GIVEN EXERCISE: Only the lines from the one containing "office tower and return the coordinates." through the end of the material are to be echoed, each exactly as it appears.

----

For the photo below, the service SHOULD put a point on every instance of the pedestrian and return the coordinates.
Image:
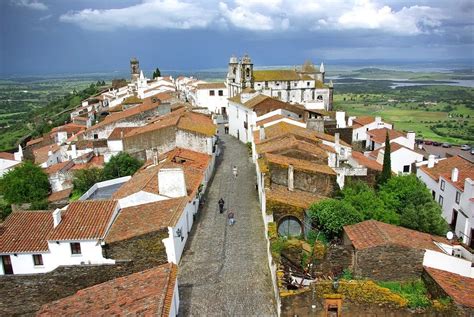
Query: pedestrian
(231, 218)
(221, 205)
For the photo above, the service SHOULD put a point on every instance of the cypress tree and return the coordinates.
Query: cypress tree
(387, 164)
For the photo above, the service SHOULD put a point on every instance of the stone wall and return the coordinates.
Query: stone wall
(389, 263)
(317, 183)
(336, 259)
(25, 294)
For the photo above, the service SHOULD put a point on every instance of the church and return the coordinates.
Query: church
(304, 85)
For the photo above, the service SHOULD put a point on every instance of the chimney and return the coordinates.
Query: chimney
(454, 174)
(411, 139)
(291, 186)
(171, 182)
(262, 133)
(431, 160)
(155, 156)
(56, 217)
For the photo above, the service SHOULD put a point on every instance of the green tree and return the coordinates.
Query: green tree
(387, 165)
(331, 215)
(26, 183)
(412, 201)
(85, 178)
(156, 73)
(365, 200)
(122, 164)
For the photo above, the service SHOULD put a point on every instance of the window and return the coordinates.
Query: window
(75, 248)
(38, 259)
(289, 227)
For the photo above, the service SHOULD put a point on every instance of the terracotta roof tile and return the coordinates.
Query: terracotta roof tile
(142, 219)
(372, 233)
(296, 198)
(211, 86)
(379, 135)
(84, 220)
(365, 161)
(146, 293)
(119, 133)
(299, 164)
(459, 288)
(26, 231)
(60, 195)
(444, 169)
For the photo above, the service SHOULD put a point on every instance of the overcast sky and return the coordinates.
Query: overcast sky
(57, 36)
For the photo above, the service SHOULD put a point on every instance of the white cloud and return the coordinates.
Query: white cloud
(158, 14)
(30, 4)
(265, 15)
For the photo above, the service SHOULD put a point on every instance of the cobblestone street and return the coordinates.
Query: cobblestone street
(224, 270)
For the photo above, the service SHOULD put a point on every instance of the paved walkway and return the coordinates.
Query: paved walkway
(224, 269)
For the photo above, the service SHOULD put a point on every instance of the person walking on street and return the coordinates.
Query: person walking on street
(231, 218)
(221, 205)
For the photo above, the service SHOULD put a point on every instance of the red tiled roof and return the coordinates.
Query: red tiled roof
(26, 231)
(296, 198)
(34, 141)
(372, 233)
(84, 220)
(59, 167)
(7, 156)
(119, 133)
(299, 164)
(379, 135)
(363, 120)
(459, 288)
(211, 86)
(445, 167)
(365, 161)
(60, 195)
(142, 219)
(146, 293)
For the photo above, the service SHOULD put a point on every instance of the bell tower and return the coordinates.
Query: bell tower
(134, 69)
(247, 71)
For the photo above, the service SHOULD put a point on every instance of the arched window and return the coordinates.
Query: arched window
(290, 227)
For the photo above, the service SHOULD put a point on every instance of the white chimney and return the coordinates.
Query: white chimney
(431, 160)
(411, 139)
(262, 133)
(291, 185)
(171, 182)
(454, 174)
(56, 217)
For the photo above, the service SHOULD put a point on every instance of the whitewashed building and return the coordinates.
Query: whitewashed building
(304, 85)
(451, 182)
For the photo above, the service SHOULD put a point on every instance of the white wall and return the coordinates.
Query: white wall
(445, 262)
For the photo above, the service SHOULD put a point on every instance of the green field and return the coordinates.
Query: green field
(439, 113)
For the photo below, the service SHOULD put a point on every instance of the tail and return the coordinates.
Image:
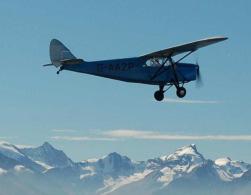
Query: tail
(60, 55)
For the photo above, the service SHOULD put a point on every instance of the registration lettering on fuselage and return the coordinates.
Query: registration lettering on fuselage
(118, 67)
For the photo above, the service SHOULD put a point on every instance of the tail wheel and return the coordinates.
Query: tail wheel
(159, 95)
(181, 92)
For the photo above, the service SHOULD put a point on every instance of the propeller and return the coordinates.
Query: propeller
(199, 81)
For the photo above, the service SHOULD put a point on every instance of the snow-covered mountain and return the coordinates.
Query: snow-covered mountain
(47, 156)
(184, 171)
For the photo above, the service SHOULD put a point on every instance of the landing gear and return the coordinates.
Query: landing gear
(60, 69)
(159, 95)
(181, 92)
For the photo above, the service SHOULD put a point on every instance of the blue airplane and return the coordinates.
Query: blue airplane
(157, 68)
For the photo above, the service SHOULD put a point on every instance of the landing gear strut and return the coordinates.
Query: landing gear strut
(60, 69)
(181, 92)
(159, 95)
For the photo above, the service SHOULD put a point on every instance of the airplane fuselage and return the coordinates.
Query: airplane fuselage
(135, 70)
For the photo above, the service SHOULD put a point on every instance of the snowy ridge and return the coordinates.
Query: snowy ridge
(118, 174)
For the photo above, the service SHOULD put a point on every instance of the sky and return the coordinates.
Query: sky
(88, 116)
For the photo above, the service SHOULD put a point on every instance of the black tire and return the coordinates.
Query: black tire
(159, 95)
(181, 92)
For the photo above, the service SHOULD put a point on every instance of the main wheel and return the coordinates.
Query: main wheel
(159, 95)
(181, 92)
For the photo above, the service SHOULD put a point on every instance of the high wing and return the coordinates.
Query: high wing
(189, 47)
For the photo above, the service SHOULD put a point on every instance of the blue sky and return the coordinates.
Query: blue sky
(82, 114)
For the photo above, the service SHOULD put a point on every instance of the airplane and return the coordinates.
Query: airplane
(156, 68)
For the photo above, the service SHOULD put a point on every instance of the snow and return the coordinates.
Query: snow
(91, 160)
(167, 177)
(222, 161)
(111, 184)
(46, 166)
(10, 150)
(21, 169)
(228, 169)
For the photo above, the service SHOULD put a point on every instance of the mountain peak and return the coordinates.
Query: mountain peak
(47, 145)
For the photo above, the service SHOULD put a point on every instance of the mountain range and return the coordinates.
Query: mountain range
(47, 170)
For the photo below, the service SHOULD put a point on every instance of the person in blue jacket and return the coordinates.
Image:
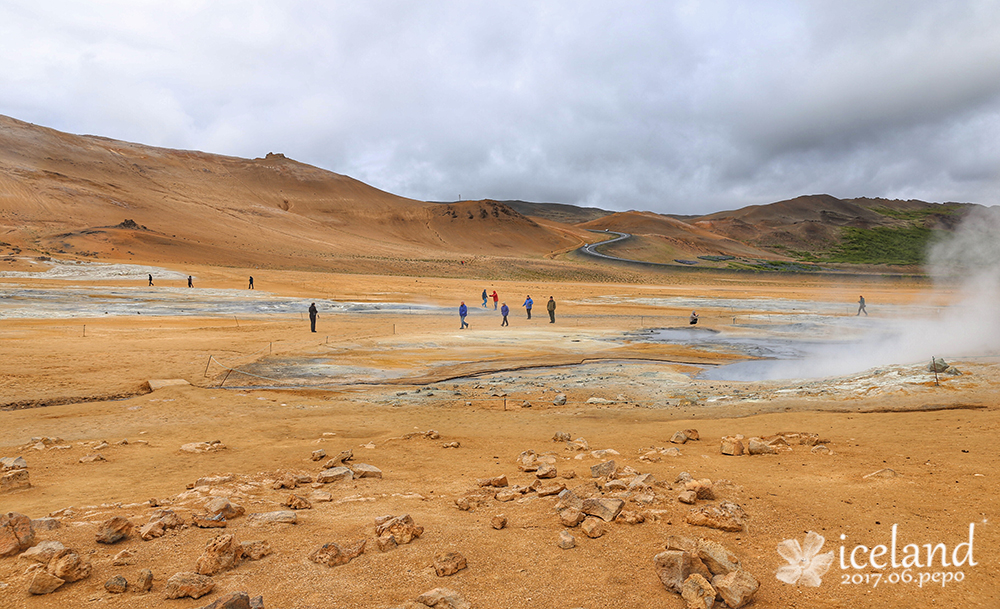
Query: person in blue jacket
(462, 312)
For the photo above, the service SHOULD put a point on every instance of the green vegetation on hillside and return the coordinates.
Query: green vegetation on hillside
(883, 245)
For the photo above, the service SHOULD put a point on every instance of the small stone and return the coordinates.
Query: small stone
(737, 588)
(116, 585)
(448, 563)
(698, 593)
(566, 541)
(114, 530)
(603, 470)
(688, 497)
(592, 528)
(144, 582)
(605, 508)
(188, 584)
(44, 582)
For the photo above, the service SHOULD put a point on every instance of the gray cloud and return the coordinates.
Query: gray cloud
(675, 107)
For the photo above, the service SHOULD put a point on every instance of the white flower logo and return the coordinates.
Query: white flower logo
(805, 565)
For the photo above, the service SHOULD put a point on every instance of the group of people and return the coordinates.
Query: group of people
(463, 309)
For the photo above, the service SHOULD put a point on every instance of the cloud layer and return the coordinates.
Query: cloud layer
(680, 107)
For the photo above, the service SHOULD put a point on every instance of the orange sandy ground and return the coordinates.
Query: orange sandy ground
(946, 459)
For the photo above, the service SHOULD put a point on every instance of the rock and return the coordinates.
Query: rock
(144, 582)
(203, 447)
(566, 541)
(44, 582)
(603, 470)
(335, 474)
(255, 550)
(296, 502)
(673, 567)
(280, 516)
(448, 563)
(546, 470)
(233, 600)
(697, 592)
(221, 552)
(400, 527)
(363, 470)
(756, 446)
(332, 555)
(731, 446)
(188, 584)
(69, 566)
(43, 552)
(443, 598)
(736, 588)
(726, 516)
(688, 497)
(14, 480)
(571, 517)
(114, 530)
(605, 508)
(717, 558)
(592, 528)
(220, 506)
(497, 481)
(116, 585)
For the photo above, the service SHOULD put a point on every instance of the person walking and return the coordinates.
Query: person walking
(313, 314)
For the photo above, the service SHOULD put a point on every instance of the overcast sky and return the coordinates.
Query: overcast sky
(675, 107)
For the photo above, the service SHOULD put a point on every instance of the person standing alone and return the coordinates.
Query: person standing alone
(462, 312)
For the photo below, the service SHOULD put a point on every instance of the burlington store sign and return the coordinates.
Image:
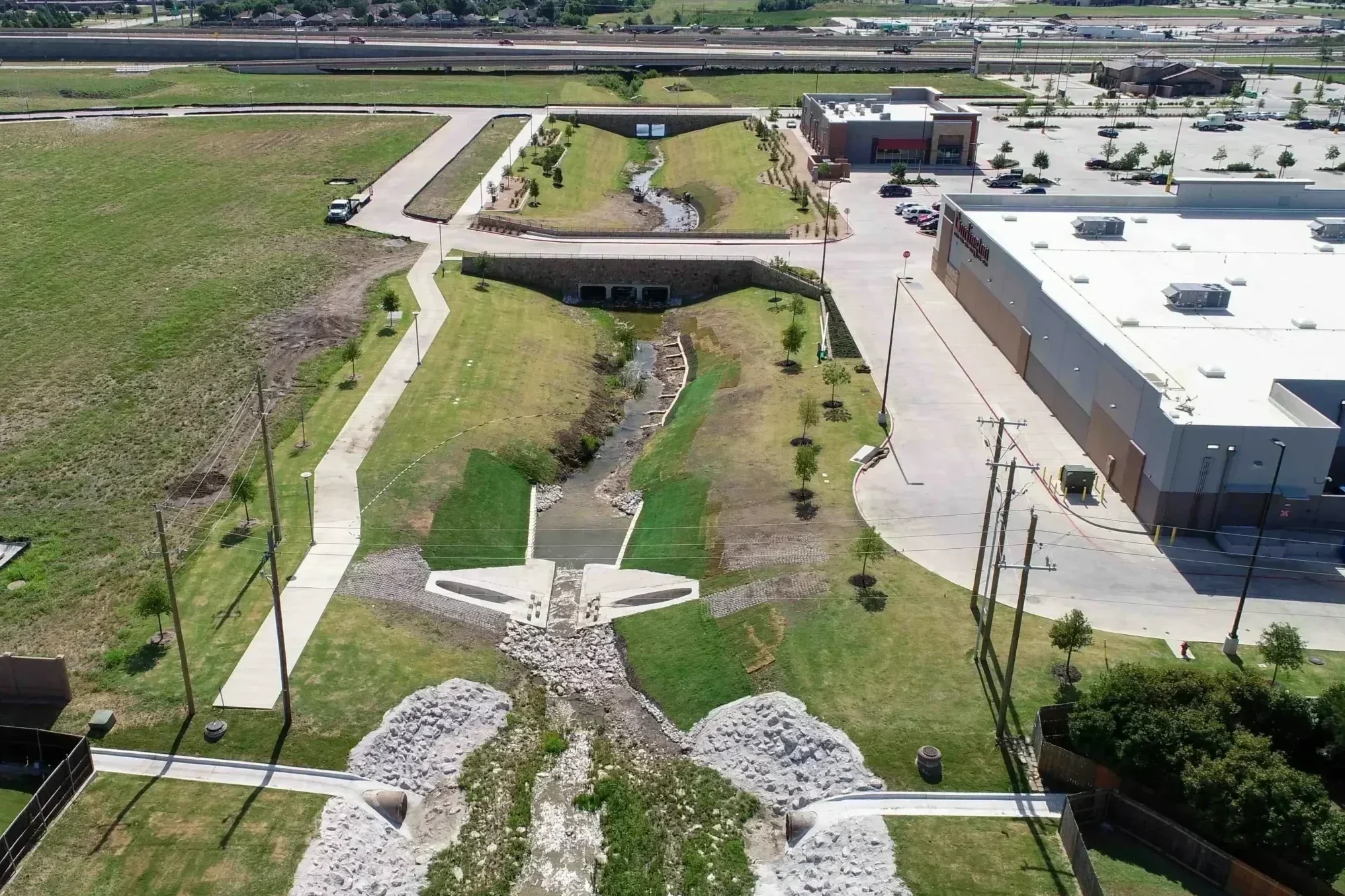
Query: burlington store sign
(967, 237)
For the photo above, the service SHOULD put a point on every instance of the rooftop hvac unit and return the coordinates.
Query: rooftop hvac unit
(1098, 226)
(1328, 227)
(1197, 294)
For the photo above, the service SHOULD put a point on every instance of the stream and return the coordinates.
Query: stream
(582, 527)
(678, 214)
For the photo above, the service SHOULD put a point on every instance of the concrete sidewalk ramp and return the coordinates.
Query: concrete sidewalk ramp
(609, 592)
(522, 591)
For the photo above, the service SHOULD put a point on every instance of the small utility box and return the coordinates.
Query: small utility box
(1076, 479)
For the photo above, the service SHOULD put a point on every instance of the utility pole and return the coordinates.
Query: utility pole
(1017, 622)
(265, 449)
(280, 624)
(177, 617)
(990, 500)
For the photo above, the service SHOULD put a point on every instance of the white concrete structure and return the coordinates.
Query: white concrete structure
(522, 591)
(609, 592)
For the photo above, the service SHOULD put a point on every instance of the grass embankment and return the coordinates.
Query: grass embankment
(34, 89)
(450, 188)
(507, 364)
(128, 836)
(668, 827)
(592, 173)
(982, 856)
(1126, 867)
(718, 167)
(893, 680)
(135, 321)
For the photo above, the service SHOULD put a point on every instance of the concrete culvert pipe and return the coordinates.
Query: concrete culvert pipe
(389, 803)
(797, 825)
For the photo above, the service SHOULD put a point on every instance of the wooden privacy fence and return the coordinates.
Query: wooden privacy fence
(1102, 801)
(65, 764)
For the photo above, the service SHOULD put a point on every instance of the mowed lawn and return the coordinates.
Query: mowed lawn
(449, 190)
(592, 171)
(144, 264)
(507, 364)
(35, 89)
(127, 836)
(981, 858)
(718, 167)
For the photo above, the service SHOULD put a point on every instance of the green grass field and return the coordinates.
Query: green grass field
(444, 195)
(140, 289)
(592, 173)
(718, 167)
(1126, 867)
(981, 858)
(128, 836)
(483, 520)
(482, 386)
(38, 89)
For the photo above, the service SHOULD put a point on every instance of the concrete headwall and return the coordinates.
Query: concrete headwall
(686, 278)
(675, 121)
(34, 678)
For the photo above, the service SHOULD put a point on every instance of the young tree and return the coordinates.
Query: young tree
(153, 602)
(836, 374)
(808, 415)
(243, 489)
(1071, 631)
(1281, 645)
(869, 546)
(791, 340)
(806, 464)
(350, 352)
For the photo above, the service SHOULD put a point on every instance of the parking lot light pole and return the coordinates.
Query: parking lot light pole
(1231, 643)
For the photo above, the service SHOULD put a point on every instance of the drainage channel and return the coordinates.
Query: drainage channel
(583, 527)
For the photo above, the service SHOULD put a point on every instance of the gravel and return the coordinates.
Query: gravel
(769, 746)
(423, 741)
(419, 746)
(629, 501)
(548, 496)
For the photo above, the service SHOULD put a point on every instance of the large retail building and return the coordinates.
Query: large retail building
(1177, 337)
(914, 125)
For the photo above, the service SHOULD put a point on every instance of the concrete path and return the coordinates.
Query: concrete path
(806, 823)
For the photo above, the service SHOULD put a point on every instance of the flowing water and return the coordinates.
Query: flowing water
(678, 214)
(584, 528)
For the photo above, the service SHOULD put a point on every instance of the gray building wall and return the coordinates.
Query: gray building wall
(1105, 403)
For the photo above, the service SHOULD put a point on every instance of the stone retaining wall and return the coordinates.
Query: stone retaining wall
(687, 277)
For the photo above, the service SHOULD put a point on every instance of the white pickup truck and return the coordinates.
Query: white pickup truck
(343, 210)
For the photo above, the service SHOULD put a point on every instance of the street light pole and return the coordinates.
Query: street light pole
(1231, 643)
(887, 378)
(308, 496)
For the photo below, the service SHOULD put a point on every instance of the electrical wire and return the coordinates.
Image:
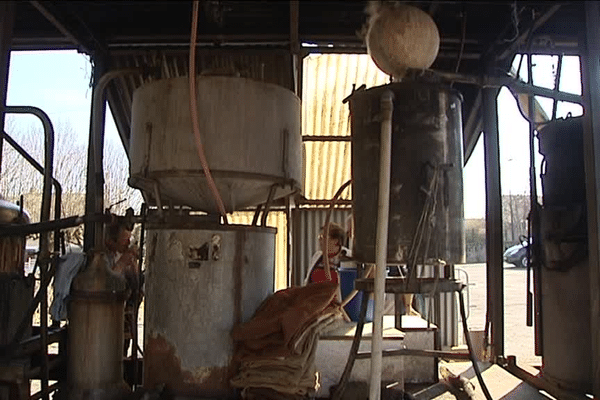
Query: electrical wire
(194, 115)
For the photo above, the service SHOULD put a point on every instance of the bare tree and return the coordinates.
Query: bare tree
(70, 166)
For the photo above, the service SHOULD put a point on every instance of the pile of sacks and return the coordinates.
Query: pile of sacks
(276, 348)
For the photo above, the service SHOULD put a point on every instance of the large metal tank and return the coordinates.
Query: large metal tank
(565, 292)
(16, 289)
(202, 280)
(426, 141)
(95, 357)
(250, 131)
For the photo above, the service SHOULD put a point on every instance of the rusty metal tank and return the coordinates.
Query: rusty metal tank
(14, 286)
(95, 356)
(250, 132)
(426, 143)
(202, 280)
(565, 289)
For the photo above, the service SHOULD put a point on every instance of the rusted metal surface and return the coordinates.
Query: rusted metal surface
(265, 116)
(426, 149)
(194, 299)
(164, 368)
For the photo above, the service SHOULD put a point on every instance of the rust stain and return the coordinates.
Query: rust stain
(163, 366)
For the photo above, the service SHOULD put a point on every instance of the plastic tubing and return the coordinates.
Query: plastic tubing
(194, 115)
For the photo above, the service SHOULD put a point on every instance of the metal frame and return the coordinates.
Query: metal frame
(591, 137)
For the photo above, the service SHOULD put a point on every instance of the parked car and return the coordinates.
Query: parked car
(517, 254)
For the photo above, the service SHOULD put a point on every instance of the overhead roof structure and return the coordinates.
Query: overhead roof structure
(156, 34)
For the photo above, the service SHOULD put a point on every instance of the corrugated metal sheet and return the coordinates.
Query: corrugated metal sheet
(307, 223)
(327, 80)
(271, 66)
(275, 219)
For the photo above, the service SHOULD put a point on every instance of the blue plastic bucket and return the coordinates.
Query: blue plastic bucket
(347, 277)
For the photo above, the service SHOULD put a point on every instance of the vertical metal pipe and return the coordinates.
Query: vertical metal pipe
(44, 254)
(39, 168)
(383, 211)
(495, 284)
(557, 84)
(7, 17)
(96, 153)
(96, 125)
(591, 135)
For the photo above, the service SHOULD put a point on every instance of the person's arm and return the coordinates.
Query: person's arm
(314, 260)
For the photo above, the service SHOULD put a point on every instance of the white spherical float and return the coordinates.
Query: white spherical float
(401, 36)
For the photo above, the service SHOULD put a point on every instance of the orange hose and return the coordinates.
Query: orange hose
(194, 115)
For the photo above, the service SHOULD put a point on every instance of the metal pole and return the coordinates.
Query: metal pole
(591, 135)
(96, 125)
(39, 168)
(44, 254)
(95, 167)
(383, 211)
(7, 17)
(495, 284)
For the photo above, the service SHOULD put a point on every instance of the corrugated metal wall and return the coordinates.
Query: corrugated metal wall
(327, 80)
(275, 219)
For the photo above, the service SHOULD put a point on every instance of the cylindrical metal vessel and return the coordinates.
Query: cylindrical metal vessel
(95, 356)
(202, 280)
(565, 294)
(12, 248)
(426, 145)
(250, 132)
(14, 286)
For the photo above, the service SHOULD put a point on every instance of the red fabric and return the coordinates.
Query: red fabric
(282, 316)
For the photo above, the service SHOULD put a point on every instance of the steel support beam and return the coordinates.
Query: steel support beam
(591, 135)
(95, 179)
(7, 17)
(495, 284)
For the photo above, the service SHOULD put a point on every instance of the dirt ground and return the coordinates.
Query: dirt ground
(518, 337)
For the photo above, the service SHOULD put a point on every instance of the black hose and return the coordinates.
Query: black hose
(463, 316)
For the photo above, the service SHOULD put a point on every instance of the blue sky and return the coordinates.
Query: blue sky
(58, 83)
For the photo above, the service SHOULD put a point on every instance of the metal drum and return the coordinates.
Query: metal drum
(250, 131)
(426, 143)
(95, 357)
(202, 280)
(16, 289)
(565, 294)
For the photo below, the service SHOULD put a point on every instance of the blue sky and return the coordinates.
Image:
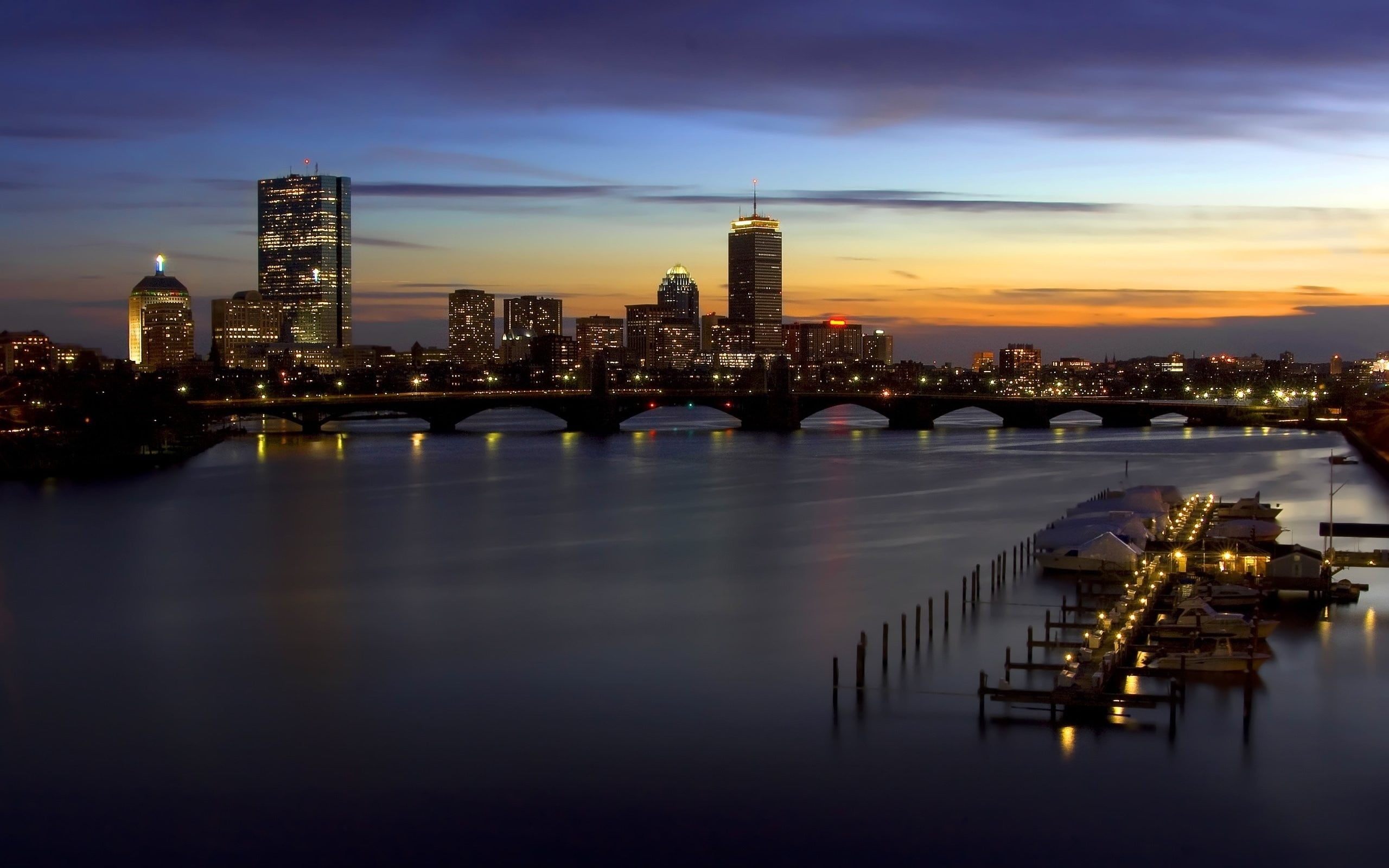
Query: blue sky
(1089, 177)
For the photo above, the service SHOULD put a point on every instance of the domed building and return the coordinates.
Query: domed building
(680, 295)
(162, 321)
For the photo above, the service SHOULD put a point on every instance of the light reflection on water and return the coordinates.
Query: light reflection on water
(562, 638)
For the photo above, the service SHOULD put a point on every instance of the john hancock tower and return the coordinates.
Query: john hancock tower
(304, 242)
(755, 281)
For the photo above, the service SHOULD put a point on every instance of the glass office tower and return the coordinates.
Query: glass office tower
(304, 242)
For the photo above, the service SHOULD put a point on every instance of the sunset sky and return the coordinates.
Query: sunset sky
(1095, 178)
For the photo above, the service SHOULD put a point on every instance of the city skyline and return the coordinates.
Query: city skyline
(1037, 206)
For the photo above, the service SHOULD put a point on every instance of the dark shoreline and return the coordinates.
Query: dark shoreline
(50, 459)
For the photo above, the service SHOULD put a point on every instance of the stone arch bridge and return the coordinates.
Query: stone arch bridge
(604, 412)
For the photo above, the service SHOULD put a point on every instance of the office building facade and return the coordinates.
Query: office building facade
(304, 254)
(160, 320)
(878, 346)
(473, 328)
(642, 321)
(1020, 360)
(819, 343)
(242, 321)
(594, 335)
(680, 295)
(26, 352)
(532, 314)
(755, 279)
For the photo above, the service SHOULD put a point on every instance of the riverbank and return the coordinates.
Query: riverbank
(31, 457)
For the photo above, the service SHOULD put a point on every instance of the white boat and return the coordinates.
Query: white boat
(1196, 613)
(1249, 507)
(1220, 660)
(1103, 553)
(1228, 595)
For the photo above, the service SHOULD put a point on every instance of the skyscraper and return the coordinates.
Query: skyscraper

----

ANSWER TO THE TASK:
For the photo above, the service SHOULD put a point on every instance of the glass office tower and return the coordinates.
Query: glass office tower
(304, 242)
For the photo above, the service SHOULD put a point on every instance of the sunset sky and return the coordinates.
Query: sunset sky
(1095, 178)
For the photo above, the service SHOULD put a point on every instance of the city skyline and return the coordinates.
Query: city skyline
(1037, 206)
For the photo above, the service SHOULD put a point on every instance of the dark shoreline and return the coordinates.
Query: dark shoreline
(50, 459)
For the photo above, the service SHOULD put a point on every instance of the stone arch bridge and return the coordinates.
Query: stone arch bridge
(604, 412)
For the photo above, the service SHOULD put a point on every instance of the office building facade and return the coordinates.
Query: office building facade
(304, 254)
(160, 320)
(878, 346)
(473, 328)
(642, 321)
(1020, 360)
(819, 343)
(242, 321)
(594, 335)
(680, 295)
(26, 352)
(532, 314)
(755, 279)
For the photo above, the service SHOULD put a point on every instance of the riverbank and return the coordinates.
Query: riverbank
(31, 457)
For the photo above, the service SHOULD put a point on every instance of the white boat and return the coordinates.
Query: white boat
(1196, 613)
(1249, 507)
(1220, 660)
(1103, 553)
(1228, 595)
For the photo above, the service SHOULD put a point on every instance of the skyscraper and return the coordinates.
Query: skyscraper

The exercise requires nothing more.